EXERCISE REQUIREMENTS — Update the material from the line with "point_to(query) identifies every instance of the player's hand" to the line with "x=285, y=97" so that "pixel coordinates" becomes "image coordinates" throughout. Return only those lines, with everything else unchanged.

ROWS —
--- Begin ---
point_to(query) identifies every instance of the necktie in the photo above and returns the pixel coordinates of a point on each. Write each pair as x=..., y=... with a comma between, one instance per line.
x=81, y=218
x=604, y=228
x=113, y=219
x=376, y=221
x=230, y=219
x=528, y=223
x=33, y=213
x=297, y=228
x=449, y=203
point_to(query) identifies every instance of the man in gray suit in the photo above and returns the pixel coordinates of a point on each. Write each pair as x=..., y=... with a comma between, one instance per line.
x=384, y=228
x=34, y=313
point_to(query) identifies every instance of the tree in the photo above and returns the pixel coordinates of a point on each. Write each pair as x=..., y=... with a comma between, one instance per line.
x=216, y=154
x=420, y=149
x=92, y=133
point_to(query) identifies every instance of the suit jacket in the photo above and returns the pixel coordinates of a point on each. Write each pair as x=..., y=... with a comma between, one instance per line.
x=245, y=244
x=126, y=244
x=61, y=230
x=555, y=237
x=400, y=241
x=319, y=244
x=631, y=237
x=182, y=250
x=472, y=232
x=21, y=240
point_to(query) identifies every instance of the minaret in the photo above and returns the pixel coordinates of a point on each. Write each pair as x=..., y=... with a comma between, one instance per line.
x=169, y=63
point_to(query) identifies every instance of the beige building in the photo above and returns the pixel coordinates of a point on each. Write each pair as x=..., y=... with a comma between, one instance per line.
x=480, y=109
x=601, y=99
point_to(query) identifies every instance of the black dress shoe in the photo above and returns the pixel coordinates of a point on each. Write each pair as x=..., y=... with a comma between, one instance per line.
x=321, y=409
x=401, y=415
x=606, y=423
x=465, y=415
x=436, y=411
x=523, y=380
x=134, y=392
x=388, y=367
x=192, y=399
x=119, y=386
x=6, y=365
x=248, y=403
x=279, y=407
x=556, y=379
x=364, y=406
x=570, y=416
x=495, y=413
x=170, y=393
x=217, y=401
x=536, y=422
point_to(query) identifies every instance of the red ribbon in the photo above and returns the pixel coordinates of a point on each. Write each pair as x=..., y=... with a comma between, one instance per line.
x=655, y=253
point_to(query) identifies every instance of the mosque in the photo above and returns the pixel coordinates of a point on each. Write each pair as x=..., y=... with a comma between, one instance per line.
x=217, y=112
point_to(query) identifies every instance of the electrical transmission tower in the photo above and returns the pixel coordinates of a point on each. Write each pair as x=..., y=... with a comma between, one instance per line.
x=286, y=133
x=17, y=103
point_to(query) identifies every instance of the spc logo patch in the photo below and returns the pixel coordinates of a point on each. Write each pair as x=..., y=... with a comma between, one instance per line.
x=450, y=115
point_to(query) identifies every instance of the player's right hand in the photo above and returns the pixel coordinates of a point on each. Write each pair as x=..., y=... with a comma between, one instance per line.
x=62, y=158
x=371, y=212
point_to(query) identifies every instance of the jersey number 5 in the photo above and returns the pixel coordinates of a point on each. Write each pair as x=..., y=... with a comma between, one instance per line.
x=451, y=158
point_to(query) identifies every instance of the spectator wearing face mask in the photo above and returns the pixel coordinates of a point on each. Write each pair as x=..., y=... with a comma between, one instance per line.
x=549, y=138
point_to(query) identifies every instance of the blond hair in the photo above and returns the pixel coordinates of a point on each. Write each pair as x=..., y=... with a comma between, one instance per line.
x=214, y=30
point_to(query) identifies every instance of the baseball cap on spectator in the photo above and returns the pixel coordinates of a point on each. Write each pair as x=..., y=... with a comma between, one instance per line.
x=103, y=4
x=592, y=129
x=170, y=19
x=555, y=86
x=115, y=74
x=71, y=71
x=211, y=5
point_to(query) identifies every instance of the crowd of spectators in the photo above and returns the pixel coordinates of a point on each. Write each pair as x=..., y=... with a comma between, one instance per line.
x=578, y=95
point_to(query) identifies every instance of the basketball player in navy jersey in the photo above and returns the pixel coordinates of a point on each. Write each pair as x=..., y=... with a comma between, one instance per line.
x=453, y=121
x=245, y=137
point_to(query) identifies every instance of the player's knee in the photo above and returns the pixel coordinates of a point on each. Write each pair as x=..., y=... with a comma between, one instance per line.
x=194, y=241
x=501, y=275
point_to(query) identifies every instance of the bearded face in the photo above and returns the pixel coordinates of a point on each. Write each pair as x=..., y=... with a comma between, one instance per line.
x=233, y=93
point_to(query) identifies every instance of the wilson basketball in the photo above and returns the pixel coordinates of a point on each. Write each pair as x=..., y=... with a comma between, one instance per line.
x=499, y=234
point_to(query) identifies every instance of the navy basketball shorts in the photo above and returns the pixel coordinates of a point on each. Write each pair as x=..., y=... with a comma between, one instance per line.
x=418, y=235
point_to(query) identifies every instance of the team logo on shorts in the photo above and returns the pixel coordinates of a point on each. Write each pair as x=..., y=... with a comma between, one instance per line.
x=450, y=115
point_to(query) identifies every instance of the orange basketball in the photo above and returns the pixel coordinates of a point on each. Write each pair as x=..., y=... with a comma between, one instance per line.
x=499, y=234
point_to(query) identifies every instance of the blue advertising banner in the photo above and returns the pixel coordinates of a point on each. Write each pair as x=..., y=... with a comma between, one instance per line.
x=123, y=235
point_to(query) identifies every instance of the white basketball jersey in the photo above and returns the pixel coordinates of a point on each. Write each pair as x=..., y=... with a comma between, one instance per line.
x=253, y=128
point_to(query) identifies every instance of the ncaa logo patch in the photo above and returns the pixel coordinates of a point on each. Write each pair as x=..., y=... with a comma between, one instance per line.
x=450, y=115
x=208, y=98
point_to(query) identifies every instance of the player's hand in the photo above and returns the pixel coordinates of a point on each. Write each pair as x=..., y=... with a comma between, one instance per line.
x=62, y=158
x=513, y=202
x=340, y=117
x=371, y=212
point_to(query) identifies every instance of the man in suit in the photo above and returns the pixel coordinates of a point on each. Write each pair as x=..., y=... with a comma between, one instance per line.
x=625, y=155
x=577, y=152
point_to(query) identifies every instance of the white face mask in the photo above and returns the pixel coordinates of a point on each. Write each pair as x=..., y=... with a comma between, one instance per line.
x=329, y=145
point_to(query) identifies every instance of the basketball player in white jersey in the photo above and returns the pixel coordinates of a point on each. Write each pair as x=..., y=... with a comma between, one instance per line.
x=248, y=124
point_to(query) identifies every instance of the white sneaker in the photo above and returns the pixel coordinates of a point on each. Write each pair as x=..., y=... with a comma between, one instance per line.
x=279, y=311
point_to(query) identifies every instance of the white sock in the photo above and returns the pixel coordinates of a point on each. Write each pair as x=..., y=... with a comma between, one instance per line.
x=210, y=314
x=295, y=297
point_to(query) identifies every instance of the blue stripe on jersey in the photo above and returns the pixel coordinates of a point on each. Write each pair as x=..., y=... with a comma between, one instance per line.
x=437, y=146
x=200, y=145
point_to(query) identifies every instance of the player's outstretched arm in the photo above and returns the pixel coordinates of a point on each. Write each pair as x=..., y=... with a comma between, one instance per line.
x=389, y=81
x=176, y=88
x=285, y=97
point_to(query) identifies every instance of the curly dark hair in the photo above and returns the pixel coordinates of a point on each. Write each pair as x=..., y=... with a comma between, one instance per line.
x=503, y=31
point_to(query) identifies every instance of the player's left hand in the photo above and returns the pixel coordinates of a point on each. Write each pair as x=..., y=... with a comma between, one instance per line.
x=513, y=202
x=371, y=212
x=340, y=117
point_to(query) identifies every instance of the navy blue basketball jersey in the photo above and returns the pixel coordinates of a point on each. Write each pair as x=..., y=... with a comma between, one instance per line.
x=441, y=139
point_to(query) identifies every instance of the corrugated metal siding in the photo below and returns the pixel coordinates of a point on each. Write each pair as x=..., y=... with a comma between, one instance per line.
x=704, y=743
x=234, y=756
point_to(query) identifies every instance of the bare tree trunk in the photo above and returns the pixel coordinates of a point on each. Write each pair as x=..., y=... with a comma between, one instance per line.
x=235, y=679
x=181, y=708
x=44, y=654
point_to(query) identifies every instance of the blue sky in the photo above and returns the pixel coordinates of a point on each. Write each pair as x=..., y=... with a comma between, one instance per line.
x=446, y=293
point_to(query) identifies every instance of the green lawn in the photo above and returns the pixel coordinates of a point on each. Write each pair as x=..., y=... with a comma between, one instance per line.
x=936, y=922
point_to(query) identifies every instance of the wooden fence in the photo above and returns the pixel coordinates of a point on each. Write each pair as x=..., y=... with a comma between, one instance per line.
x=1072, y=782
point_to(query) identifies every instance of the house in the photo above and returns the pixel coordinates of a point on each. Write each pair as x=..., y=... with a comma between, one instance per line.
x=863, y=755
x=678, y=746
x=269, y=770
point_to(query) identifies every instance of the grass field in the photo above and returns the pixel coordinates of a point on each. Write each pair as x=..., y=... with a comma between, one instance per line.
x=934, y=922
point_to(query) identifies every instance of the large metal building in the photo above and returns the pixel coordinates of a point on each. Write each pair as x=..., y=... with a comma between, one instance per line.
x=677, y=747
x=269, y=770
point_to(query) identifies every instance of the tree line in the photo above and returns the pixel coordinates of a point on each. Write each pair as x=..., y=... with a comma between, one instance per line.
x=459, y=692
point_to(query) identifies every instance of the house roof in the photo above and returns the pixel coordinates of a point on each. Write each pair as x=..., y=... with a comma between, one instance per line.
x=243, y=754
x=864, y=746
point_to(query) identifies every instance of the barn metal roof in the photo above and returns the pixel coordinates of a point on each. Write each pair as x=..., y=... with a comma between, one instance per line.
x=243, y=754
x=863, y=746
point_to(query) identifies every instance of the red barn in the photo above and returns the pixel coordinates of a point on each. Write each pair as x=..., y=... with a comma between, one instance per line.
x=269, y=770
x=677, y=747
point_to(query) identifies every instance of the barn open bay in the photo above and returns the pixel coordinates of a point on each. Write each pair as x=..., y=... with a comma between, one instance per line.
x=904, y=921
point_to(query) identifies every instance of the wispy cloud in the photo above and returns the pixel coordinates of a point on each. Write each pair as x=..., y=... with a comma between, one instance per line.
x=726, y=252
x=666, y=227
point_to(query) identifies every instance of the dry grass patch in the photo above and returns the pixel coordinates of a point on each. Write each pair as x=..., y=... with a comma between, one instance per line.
--- End ---
FINAL RESULT —
point_to(query) identifies every instance of the player's hand in the photo above and returns the image coordinates of a point on each. Write each pair as x=..., y=... with a comma between, one instance per line.
x=62, y=158
x=513, y=202
x=340, y=117
x=371, y=212
point_to(query) identifies every instance of the man in suit in the photo above and returns the image coordinates of a point on each. Write each pair as x=..., y=... with a comma between, one instance per line.
x=625, y=155
x=577, y=152
point_to(query) identifies every instance of the white face mask in the photo above and returns the image coordinates of a point on each. Write each pair as x=..., y=... with a comma between, one instance per line.
x=329, y=145
point_to(query) identifies every instance of the basketball player in white jersey in the photo above and returns the image coordinates of a point on each. Write each pair as x=..., y=... with a comma between, one instance per line.
x=248, y=124
point_to(query) identifies every instance of the white sneaker in the photo above and returns the image coordinates of a point on each. Write each pair as x=..., y=... with a comma between, one instance per line.
x=279, y=311
point_to(query) identifies every instance of the white sock in the photo above and returns the image coordinates of a point on each. Write each pair as x=..., y=... with a comma between, one instance per line.
x=210, y=314
x=295, y=297
point_to(query) identifies every instance of the blue stripe on jersey in the photo above and returns the image coordinates of a point on each. Write each pair as x=..., y=... with a comma between, one instance per line.
x=437, y=146
x=200, y=145
point_to(query) identifies every instance of the player's outstretched arm in the photo above and returns the image coordinates of a point on each. Write each pair as x=..., y=... with a comma between, one instance per line.
x=389, y=81
x=176, y=88
x=285, y=97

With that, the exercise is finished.